GEKOZEN FRAGMENT:
Op 22 juli 1808 werd de Sint-Walburgiskerk door koning Lodewijk Napoleon bij een bezoek aan de stad teruggegeven aan de Rooms-katholieke gelovigen. Sinds de Reformatie was de oudste nog bestaande kerk van Arnhem gebruikt als wapenopslagplaats en gevangenis. Met de komst van de Fransen in 1795 keerde de godsdienstvrijheid weer terug in de stad. Maar dat aan de katholieken ook weer een kerkgebouw ter beschikking werd gesteld, was een doorbraak.
De vrijheid wordt duur betaald
Met de komst van 8.000 Franse soldaten in januari 1795 verdubbelde het aantal inwoners van Arnhem. De blijdschap over de komst van de Fransen was met name onder de patriotten groot. Nu zouden andere tijden aanbreken. Allereerst werd het burgerrecht afgeschaft. Tot 1795 was het burgerrecht voor minder dan de helft van Arnhemmers weggelegd. Niet-gereformeerden konden nooit burger worden. Vrouwen waren alleen indirect, via hun echtgenoot of vader, burger. Anderen konden voor vijfenveertig gulden, een kapitaal bedrag in die dagen, het burgerschap kopen. De Fransen verklaarden echter iedereen tot burger en rekenden daarmee af met dit element van de standenmaatschappij van het ‘ancien regime’.

UITTREKSEL RECORDS:

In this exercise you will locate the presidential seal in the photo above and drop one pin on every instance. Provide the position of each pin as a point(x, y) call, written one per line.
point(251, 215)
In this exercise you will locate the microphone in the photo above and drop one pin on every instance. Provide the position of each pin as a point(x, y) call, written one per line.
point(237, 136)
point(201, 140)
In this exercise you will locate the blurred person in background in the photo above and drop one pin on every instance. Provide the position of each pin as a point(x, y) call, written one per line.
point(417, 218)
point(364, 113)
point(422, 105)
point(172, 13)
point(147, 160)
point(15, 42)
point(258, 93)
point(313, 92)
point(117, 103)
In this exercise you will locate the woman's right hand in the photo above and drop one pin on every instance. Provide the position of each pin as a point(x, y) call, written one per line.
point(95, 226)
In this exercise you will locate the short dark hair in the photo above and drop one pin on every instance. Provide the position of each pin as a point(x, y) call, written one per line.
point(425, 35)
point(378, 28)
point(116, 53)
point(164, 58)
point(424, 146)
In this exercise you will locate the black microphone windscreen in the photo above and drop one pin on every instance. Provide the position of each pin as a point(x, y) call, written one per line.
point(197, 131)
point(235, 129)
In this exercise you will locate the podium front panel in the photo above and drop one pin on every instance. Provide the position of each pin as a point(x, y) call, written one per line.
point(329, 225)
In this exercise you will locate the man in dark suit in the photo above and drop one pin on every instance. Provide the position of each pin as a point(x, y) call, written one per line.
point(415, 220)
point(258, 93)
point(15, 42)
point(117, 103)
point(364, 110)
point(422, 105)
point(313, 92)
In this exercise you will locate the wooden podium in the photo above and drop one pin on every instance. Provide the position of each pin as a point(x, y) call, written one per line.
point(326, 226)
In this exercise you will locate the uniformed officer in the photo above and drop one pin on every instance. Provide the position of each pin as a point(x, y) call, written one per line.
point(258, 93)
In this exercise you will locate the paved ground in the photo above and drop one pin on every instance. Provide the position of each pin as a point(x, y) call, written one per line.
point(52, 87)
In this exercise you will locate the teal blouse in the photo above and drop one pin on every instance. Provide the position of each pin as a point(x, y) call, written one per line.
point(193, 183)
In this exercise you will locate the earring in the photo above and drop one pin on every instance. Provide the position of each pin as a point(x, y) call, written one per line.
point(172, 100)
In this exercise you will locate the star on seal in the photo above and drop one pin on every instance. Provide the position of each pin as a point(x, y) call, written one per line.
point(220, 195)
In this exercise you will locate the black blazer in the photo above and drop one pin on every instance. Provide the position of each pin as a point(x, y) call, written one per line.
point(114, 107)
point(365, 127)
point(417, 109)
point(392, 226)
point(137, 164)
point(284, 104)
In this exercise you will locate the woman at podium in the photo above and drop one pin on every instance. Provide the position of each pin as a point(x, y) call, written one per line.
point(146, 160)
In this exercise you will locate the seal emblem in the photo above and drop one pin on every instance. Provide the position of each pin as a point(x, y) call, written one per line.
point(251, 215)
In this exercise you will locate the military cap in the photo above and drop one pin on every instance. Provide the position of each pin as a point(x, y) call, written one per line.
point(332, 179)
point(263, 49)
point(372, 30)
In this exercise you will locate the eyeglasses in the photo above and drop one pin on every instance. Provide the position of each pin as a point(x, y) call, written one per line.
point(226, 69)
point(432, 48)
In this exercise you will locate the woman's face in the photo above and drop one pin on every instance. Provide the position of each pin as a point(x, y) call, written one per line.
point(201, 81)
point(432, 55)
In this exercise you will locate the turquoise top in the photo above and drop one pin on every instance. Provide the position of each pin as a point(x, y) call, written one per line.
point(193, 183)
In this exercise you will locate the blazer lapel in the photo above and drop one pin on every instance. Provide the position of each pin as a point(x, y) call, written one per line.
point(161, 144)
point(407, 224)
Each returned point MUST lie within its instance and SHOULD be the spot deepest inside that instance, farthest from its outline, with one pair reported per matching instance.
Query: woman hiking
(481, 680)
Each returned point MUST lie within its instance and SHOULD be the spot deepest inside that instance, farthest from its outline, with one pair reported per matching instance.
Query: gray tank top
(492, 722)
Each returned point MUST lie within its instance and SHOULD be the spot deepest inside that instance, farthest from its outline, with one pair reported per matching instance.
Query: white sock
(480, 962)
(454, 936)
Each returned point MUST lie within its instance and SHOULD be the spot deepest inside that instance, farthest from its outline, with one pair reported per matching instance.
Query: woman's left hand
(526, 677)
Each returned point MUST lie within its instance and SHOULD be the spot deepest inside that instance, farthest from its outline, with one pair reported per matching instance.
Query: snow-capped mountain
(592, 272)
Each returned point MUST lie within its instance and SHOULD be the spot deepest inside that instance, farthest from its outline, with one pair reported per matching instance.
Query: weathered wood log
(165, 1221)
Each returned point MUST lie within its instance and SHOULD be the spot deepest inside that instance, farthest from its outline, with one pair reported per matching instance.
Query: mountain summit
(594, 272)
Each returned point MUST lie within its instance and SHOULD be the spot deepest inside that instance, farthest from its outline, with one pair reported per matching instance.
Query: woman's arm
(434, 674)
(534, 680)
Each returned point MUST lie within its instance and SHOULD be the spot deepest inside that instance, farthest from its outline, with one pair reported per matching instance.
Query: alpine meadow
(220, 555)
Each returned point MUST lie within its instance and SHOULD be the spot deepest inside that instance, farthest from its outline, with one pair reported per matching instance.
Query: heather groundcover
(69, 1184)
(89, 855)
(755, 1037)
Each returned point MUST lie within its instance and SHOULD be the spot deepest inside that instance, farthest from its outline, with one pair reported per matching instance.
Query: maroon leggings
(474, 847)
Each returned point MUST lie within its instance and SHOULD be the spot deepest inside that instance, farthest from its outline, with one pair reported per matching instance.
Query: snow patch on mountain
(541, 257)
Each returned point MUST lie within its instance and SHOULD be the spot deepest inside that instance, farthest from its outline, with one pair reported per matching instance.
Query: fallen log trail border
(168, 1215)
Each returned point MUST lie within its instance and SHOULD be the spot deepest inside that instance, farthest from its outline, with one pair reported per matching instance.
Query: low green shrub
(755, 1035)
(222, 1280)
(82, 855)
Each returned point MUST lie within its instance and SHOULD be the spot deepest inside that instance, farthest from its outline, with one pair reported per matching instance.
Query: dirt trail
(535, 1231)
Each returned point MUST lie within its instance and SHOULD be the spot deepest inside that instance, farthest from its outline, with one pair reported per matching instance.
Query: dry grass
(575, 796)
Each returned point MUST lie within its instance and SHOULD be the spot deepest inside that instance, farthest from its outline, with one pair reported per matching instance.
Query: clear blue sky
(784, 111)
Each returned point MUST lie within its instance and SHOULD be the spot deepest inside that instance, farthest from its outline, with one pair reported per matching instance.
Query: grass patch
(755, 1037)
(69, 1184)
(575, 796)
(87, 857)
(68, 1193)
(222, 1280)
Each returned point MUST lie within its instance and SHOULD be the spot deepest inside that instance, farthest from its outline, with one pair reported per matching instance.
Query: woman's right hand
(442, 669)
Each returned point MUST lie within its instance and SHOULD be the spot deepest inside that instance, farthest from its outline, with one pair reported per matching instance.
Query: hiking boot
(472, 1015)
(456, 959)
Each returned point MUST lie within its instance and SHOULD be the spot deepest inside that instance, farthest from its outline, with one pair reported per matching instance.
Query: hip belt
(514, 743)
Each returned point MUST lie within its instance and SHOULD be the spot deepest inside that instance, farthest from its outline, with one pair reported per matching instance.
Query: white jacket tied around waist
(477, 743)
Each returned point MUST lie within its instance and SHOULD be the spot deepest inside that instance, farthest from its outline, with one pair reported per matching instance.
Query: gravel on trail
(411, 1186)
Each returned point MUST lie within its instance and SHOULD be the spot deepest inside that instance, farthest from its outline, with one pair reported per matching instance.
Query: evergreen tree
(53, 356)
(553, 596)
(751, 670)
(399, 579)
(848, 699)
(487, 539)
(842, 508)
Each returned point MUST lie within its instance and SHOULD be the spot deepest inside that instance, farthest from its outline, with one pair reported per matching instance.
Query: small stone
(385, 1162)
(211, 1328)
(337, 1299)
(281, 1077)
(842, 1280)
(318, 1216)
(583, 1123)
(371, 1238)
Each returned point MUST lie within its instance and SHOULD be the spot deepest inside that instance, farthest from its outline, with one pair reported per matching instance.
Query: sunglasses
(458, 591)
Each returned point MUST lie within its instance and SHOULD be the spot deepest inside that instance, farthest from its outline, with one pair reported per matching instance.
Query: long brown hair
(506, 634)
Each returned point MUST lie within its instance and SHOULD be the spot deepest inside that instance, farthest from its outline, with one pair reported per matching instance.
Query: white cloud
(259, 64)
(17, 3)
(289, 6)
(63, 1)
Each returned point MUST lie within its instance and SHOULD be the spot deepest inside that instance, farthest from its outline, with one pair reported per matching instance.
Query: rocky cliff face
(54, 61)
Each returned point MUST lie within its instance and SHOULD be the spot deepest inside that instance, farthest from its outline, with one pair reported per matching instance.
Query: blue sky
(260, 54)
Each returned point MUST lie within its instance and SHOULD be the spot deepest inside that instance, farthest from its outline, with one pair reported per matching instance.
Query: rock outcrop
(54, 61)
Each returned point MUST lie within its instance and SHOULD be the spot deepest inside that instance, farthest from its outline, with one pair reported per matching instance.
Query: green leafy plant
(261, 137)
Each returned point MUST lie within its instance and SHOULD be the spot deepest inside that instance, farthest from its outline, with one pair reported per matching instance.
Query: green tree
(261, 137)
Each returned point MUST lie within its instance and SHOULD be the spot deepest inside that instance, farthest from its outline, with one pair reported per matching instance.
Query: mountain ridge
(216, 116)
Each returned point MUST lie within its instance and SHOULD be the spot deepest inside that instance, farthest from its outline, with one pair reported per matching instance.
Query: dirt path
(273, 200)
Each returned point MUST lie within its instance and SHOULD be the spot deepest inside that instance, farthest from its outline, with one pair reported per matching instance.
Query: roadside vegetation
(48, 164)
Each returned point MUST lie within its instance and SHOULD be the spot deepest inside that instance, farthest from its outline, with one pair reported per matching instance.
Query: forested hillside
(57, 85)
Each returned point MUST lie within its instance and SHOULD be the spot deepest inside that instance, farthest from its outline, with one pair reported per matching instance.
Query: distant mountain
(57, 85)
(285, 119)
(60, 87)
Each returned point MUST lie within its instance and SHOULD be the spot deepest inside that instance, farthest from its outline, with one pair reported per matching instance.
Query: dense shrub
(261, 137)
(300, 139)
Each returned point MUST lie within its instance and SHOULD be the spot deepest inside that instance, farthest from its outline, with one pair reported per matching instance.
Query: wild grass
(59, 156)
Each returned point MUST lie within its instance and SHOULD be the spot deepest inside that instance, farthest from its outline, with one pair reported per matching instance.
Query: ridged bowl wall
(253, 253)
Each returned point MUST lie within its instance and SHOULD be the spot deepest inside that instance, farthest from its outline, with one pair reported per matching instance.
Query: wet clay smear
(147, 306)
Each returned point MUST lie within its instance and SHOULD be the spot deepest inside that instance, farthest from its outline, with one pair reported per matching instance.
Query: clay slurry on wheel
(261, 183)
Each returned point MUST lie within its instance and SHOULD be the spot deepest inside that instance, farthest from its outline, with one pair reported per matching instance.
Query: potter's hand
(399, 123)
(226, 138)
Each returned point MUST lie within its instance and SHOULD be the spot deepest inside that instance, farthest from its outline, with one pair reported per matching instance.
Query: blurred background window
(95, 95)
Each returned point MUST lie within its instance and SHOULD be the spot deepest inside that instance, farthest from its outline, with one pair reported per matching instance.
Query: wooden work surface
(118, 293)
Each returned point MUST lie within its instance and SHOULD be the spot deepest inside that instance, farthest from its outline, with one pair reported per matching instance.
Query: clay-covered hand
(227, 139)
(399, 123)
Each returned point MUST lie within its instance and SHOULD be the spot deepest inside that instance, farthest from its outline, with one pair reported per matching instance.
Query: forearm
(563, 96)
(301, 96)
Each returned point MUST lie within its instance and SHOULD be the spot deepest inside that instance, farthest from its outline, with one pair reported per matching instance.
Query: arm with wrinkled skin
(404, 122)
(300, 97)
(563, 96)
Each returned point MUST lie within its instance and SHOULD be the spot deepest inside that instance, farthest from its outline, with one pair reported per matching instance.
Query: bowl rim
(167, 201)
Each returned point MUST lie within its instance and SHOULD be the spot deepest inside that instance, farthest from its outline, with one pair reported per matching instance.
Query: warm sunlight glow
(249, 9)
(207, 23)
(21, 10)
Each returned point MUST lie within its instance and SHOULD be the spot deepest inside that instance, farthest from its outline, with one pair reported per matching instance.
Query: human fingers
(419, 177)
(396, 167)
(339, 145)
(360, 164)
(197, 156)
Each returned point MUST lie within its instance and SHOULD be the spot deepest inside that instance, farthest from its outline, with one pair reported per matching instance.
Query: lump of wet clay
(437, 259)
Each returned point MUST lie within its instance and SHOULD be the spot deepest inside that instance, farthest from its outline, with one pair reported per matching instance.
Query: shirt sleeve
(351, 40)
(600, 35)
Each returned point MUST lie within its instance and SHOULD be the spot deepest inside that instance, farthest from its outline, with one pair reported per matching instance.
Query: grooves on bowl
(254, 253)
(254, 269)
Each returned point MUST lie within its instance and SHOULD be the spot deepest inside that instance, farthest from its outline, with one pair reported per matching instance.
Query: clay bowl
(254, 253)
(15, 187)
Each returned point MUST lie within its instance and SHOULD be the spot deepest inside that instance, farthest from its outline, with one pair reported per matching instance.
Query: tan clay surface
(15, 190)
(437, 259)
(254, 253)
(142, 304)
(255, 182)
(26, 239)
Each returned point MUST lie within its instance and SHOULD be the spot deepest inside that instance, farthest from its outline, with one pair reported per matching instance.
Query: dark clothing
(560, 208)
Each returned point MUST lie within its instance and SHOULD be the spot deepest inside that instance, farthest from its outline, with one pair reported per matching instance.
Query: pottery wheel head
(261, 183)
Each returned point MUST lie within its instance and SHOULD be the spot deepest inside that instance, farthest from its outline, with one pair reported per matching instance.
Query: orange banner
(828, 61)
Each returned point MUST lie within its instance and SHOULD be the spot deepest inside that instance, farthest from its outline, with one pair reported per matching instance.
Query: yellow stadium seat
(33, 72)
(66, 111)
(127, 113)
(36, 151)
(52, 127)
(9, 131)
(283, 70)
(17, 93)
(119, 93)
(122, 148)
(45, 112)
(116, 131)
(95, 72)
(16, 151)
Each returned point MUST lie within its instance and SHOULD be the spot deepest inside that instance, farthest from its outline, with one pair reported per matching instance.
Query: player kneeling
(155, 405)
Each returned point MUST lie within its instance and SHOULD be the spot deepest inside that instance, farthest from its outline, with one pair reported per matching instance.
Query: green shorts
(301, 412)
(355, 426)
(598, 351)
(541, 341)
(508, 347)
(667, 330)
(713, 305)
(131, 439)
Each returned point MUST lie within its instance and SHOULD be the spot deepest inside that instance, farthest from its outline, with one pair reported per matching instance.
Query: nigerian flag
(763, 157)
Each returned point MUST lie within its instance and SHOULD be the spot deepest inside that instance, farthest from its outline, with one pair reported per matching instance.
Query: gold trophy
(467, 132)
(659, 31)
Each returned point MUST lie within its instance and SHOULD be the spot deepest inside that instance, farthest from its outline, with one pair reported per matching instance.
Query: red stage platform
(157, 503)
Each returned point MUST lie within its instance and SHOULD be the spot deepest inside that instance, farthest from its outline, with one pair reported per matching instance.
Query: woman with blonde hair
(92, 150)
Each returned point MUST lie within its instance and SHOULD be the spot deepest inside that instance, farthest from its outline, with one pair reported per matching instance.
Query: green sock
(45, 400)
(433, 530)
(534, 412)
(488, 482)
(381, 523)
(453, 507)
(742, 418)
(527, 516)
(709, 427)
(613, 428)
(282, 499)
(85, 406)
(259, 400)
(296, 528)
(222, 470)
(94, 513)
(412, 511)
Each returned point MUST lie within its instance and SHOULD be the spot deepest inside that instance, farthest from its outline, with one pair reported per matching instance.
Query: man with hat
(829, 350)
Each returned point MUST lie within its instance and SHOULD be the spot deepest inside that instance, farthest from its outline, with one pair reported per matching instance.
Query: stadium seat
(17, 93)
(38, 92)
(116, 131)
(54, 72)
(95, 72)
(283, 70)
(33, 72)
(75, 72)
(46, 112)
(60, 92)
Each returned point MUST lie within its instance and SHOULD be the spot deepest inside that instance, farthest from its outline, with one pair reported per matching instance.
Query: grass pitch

OPDRACHT: Hervat de tekst over Arnhem in de Franse tijd direct na de laatste zin. Deze records komen uit een andere bron.

ANTWOORD:
De gilden, die ambacht en nijverheid controleerden, verdwenen ook. Het stond nu iedereen vrij een beroep uit te oefenen. De godsdienstvrijheid kreeg concreet vorm toen koning (1806-1810) Lodewijk Napoleon de Walburgiskerk in 1808 teruggaf aan de katholieke geloofsgemeenschap in Arnhem.
De vrijheid werd echter duur betaald. Binnen een week na hun komst kreeg de stad het bevel om de soldaten te kleden en schoten de voedselprijzen omhoog. Het was dan ook snel gedaan met alle vrolijke opwinding, de politieke vernieuwingen ten spijt.
Keizer Napoleon, die Arnhem in 1811 nog met een kort bezoek vereerde, overspeelde een jaar later zijn hand bij de Russische veldtocht. Pruisische troepen rukten op naar Frankrijk en bezetten ook Nederland. Op 30 november 1813 schoten kanonnen hun granaten vanaf Bovenover de stad in.
Na hevige gevechten werden de Franse troepen verslagen. In een brief aan zijn ouders schreef de Arnhemmer P. van der Hooght: “Officieren van verschillende rang, soldaten, paarden, alles lag door elkander, en zwemmende in hun bloed, de een was door een kogel een ander door een lans of sabel steek, anderen door verschillende wonden den dood in de armen geloopen. De meesten laagen spiernakend..”
In Arnhem was het na de bevrijding, net als in de rest van het land, ‘Oranje boven!’ Een nieuw stadsbestuur mocht Arnhem een nieuwe tijd inleiden.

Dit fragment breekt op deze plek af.